▶ Requirements
Change every "person" to "beachgoer" in the lines of material from the one containing "of the metal" through the end of the material, inclusive, and return only those lines with nothing else altered.
** START Information provided **
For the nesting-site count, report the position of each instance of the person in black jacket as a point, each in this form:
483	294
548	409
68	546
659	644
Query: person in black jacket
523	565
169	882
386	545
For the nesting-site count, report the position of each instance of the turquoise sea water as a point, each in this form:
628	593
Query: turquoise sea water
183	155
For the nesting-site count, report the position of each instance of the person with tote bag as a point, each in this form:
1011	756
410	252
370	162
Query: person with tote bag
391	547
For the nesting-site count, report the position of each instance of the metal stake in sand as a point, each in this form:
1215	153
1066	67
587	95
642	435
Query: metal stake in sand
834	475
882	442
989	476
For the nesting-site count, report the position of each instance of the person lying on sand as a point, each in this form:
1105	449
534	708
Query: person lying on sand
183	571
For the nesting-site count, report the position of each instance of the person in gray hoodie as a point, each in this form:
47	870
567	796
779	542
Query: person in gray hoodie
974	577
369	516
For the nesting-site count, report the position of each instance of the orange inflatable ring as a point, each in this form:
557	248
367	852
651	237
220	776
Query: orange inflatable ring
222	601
** END Information provided **
▶ Solution
For the nesting-site count, report the position of each instance of the metal stake in sand as a point, each in this form:
1215	153
1066	67
587	95
642	435
Query: metal stake in sand
834	475
882	442
989	476
For the nesting-site count, report the position of each instance of the beachgoer lying on sand as a point, each in this form:
1105	449
534	708
Query: beachgoer lying on sand
183	571
For the nesting-site count, report the position of each instance of the beachgoer in gray hoodie as a point, each in this form:
47	870
567	796
779	542
Query: beachgoer in gray hoodie
974	577
369	516
For the nesting-site count, report the position of each instance of the orange inflatable ring as a point, each in this form:
557	248
367	852
651	237
220	776
Query: orange inflatable ring
222	601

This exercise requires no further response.